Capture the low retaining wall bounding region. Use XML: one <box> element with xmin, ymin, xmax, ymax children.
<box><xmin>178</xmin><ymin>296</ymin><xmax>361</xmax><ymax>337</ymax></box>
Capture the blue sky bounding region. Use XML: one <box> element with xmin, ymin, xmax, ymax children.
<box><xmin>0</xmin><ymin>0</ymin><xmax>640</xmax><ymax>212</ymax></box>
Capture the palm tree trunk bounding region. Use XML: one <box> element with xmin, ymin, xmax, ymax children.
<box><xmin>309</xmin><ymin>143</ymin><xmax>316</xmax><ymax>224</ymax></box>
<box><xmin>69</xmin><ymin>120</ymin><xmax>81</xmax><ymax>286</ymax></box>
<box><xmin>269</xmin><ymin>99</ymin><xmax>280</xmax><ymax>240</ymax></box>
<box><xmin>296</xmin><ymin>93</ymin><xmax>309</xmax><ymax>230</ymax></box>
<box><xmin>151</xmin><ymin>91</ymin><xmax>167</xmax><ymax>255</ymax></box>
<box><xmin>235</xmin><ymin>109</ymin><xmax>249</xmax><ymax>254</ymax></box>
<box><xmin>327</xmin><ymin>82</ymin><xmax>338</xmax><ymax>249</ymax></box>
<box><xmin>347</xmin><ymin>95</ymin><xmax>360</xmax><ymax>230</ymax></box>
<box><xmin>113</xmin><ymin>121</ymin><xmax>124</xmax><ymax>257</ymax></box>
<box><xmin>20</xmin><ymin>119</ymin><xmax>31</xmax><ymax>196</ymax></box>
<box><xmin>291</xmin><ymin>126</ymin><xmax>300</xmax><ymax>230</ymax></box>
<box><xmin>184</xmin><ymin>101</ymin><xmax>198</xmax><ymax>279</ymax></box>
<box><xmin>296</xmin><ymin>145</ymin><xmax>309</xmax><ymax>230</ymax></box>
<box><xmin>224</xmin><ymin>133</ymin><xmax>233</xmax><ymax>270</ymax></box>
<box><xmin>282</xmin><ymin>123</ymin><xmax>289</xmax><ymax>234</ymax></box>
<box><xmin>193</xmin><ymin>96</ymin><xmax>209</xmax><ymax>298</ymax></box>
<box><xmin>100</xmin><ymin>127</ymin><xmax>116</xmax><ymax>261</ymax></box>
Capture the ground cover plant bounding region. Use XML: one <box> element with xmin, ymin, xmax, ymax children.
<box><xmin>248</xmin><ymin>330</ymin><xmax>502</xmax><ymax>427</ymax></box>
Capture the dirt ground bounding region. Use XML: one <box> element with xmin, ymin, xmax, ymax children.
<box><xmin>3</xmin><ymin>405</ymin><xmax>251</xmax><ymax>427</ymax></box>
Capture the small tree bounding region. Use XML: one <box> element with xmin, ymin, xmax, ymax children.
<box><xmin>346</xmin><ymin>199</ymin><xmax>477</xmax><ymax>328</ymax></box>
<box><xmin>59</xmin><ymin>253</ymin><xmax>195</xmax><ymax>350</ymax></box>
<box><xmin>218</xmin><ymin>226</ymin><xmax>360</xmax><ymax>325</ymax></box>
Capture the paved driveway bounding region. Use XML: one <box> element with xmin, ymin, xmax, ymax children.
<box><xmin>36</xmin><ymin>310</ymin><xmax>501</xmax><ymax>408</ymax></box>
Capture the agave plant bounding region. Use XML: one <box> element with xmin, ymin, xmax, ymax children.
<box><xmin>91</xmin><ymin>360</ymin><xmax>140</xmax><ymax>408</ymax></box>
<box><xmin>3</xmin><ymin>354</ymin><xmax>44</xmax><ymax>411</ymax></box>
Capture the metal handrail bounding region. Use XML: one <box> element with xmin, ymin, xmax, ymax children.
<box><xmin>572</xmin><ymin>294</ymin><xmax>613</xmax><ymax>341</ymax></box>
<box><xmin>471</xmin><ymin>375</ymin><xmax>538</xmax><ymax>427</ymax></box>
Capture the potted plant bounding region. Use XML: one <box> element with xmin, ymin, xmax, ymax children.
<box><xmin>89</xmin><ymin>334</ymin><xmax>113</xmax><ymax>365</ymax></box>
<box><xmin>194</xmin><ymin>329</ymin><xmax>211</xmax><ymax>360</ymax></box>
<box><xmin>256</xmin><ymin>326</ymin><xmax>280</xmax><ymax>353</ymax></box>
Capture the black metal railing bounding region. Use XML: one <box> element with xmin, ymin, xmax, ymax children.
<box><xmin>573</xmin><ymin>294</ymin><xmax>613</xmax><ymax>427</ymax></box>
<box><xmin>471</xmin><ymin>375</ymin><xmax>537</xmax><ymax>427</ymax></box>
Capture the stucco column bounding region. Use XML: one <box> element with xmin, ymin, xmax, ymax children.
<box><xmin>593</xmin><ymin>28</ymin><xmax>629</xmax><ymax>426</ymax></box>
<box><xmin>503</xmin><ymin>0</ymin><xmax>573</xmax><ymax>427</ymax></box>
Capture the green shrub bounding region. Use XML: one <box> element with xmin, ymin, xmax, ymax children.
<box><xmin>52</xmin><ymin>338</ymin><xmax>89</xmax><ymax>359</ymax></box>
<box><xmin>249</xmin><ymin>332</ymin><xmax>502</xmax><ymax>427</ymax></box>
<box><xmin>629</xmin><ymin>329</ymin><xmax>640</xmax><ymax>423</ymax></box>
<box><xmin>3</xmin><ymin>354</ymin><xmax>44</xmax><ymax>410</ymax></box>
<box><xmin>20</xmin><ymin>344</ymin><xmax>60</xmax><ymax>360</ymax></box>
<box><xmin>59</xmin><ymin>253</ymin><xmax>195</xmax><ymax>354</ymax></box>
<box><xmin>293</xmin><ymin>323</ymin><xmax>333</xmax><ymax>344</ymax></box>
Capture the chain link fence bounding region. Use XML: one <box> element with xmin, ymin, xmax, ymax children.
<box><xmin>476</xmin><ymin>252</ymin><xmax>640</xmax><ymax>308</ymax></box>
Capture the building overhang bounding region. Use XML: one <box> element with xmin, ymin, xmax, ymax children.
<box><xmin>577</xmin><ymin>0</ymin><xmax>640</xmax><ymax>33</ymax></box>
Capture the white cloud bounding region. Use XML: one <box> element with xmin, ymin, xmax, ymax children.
________________________
**AIM OF THE EXERCISE:**
Copy out in full every line of the material above that contains the word "ground".

**FULL ANSWER:**
Capture the ground cover plant bounding region. Use XML: one <box> element with xmin, ymin, xmax, ymax children.
Capture the dirt ground bounding region. Use XML: one <box> element with xmin, ymin, xmax, ymax children.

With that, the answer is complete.